SUPPLIED MATERIAL START

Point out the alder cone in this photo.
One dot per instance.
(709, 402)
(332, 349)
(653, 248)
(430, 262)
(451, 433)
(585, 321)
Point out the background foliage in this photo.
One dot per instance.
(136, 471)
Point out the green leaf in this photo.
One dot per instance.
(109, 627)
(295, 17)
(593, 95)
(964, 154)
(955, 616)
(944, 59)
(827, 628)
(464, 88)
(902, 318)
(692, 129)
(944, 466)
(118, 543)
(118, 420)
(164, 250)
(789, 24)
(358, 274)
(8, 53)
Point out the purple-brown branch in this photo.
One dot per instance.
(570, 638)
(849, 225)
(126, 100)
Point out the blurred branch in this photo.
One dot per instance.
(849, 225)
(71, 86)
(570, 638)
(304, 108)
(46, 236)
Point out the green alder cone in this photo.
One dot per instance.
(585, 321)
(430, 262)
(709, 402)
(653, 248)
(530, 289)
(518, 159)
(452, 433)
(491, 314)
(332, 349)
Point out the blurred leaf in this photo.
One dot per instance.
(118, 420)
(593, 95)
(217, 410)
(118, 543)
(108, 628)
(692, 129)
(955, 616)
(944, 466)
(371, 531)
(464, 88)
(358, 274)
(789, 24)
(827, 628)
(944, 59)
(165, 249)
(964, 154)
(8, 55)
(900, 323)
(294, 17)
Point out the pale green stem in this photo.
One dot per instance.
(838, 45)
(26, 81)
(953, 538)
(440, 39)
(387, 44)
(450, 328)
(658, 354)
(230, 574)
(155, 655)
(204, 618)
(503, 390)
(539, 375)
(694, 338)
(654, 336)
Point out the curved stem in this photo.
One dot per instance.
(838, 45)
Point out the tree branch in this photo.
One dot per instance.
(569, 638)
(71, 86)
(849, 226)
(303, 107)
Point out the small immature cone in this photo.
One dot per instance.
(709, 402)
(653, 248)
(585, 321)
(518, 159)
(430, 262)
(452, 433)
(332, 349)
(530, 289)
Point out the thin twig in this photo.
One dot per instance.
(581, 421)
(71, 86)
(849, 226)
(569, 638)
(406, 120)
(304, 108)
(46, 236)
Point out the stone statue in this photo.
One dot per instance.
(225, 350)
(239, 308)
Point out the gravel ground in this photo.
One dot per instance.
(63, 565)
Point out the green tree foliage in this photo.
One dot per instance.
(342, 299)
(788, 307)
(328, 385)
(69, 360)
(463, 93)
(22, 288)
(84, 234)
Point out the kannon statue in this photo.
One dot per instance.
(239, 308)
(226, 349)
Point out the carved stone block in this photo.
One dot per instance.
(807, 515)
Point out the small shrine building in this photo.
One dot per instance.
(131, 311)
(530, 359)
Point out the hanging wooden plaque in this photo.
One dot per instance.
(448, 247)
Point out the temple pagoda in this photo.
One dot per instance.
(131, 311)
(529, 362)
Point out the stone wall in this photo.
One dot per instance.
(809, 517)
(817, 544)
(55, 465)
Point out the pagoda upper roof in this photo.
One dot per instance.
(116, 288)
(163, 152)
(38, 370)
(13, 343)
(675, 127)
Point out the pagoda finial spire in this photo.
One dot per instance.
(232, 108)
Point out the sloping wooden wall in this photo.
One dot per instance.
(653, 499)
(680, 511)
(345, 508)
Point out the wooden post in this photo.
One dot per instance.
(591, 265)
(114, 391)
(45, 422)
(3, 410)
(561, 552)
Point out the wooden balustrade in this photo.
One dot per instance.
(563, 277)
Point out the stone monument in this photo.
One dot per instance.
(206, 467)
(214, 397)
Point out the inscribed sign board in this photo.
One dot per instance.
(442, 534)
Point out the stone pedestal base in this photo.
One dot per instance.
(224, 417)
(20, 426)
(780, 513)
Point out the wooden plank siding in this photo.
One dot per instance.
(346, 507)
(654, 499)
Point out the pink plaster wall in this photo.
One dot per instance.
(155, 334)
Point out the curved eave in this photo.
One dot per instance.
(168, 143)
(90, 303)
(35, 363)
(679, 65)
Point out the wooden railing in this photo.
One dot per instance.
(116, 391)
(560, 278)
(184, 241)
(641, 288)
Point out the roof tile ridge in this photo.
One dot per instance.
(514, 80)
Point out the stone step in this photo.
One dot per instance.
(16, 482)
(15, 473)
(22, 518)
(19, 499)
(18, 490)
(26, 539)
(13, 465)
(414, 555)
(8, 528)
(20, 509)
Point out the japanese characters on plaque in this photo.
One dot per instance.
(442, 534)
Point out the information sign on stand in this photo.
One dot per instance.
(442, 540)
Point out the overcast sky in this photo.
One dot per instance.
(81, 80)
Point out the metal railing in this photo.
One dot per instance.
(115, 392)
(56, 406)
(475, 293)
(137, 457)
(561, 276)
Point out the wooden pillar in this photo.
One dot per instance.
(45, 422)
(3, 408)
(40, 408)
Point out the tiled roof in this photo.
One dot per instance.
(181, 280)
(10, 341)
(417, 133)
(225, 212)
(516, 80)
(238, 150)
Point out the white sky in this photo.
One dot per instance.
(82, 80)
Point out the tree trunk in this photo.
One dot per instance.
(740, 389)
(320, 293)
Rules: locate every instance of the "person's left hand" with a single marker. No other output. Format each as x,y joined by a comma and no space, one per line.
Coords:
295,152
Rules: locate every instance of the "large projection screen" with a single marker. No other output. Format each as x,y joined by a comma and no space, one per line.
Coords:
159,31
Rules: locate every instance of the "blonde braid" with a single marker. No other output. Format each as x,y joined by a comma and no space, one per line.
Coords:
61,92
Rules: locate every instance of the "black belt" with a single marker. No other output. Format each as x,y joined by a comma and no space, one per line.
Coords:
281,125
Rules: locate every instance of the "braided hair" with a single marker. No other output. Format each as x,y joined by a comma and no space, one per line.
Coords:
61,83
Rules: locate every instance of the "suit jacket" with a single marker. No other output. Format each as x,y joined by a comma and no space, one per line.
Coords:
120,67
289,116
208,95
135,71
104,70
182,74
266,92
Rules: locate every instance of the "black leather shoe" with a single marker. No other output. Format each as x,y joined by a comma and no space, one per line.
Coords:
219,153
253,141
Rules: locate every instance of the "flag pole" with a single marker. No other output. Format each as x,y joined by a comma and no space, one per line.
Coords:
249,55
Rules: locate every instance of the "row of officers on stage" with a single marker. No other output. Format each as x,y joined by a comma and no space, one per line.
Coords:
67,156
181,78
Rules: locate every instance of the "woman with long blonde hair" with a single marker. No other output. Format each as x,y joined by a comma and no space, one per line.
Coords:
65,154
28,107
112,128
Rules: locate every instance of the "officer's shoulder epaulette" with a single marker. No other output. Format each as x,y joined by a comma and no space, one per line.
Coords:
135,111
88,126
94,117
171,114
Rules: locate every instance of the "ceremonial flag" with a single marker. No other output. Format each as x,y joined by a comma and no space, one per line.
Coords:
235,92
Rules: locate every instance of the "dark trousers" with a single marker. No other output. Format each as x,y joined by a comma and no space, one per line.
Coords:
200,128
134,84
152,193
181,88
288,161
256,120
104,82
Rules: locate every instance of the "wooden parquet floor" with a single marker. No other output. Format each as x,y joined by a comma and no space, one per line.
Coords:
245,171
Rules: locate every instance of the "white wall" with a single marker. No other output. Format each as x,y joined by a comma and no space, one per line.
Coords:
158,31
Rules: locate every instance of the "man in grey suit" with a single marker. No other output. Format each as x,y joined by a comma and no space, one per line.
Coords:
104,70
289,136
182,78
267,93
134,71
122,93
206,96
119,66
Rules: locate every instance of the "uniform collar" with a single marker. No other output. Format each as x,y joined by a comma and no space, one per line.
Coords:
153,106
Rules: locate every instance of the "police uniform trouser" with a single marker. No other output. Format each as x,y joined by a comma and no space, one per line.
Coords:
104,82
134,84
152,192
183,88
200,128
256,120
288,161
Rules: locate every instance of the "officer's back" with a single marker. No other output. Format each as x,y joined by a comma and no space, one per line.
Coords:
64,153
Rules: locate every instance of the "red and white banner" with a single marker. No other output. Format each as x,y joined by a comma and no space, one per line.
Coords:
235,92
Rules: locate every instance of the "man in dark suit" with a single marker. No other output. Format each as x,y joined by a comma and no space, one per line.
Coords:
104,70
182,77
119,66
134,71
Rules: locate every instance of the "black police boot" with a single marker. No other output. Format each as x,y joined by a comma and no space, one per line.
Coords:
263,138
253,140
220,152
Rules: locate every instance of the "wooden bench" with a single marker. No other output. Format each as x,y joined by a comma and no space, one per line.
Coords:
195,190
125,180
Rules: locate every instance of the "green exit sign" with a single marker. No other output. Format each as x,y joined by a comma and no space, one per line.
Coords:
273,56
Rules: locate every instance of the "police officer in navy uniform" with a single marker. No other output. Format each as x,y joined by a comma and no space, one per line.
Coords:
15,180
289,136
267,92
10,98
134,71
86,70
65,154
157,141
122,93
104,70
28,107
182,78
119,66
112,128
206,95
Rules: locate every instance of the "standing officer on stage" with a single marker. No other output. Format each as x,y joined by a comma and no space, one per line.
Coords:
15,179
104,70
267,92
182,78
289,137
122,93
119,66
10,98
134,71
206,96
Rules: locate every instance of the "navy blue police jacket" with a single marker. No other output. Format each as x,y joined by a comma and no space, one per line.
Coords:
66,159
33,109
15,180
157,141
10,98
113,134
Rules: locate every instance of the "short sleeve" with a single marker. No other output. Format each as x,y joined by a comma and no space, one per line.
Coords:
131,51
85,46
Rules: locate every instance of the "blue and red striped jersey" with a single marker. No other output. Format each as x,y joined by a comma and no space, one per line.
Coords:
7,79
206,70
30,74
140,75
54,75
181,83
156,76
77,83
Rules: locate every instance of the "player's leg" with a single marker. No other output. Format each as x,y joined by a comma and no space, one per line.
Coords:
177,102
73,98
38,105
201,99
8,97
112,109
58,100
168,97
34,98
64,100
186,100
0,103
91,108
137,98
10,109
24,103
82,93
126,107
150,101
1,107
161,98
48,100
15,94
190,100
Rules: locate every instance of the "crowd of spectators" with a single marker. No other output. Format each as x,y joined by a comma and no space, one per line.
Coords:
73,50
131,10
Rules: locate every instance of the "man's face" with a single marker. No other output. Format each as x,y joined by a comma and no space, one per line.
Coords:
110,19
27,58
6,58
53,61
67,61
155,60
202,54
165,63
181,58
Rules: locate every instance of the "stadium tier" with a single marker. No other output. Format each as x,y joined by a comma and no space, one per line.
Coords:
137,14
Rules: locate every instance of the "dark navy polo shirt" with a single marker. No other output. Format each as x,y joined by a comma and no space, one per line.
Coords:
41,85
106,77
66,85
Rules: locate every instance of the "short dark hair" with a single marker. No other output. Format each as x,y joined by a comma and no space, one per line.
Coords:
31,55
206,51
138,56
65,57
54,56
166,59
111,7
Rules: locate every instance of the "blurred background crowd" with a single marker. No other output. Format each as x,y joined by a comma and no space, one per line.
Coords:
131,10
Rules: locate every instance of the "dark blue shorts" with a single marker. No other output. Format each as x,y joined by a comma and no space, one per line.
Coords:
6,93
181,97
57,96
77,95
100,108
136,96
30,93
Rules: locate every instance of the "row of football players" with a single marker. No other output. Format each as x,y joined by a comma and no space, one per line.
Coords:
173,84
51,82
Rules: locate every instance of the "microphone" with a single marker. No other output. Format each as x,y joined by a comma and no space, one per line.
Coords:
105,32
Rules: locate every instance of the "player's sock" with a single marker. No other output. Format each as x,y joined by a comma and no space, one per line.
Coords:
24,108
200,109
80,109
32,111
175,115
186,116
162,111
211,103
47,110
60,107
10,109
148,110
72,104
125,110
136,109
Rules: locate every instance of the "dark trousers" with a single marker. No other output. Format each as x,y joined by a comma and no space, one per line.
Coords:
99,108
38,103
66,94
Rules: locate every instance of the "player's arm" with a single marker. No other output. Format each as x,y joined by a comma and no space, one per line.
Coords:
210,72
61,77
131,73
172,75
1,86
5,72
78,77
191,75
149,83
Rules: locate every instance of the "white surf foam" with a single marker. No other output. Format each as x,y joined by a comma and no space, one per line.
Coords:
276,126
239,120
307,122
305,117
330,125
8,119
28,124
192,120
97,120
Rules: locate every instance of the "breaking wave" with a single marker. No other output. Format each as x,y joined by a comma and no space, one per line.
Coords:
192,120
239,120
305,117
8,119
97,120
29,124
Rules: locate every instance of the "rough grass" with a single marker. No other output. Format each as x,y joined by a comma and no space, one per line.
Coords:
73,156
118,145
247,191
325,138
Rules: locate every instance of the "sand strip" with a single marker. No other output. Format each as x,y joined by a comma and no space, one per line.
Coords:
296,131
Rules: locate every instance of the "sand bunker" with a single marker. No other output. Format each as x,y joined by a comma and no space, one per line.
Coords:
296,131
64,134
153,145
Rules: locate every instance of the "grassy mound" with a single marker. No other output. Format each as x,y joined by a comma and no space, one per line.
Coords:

SUPPLIED MATERIAL END

WHAT THE EXERCISE ASKS:
If a line falls between the first line of the entries and the line containing "Point out the thin twig in this photo.", or is one of those two, restate it word for word; leave all other lines out.

EXERCISE ANSWER:
Point out the alder cone in this photo.
One dot per instance.
(709, 402)
(332, 349)
(653, 248)
(430, 262)
(451, 433)
(585, 321)
Point out the background foliage in this photo.
One dot per instance.
(136, 471)
Point out the green leaf in this photo.
One dot per instance.
(109, 627)
(295, 17)
(593, 95)
(964, 154)
(955, 616)
(944, 59)
(827, 628)
(464, 88)
(902, 318)
(692, 129)
(944, 466)
(118, 543)
(118, 420)
(164, 250)
(789, 24)
(358, 274)
(8, 53)
Point out the purple-brown branch in this photo.
One dot per instance.
(570, 638)
(849, 225)
(126, 100)
Point out the blurred branch in this photo.
One dot per instance.
(849, 225)
(71, 86)
(570, 638)
(304, 108)
(46, 236)
Point out the green alder cone in this photo.
One dot per instance.
(585, 321)
(430, 262)
(709, 402)
(653, 248)
(530, 289)
(518, 159)
(452, 433)
(491, 314)
(332, 349)
Point out the blurred leaf in this photo.
One dot per instance.
(118, 420)
(593, 95)
(217, 410)
(118, 543)
(108, 628)
(692, 129)
(955, 616)
(944, 466)
(371, 531)
(464, 88)
(358, 274)
(789, 24)
(827, 628)
(944, 59)
(165, 249)
(964, 154)
(8, 55)
(900, 323)
(294, 17)
Point out the pale green stem in this photo.
One dot per instance.
(838, 45)
(26, 81)
(953, 538)
(440, 39)
(387, 44)
(450, 328)
(658, 354)
(230, 574)
(155, 655)
(204, 618)
(503, 390)
(539, 375)
(694, 338)
(654, 336)
Point out the curved stem in this photo.
One dot per instance.
(838, 45)
Point out the tree branch in this photo.
One dot per instance.
(569, 638)
(71, 86)
(849, 226)
(303, 107)
Point out the small immature cone in this photo.
One dot per instance.
(709, 402)
(653, 248)
(585, 321)
(518, 159)
(430, 262)
(452, 433)
(332, 349)
(530, 289)
Point out the thin twig in this photo.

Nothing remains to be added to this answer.